◆ WRITTEN INSTRUCTION: Copy every row below verbatim, character for character, omitting the pictures from your output.

◆ THE DATA:
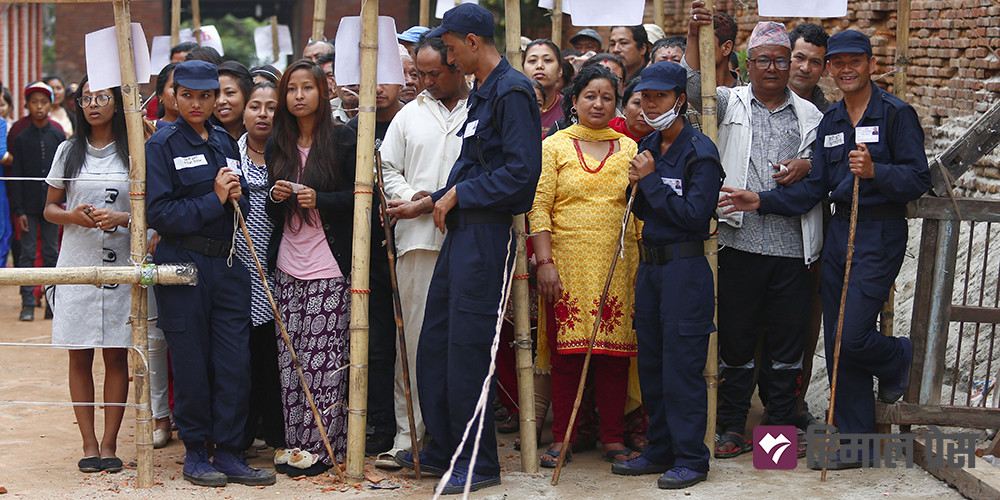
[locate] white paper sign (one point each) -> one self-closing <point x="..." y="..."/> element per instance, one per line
<point x="550" y="4"/>
<point x="103" y="67"/>
<point x="264" y="41"/>
<point x="209" y="38"/>
<point x="446" y="5"/>
<point x="598" y="13"/>
<point x="347" y="68"/>
<point x="802" y="8"/>
<point x="159" y="55"/>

◆ ANSWER FOR THIS EXERCISE:
[locate] white paper sign (one point each) -> one self-closing <point x="..." y="..."/> element per instance, one per line
<point x="550" y="4"/>
<point x="103" y="67"/>
<point x="264" y="41"/>
<point x="209" y="38"/>
<point x="446" y="5"/>
<point x="598" y="13"/>
<point x="347" y="68"/>
<point x="802" y="8"/>
<point x="159" y="55"/>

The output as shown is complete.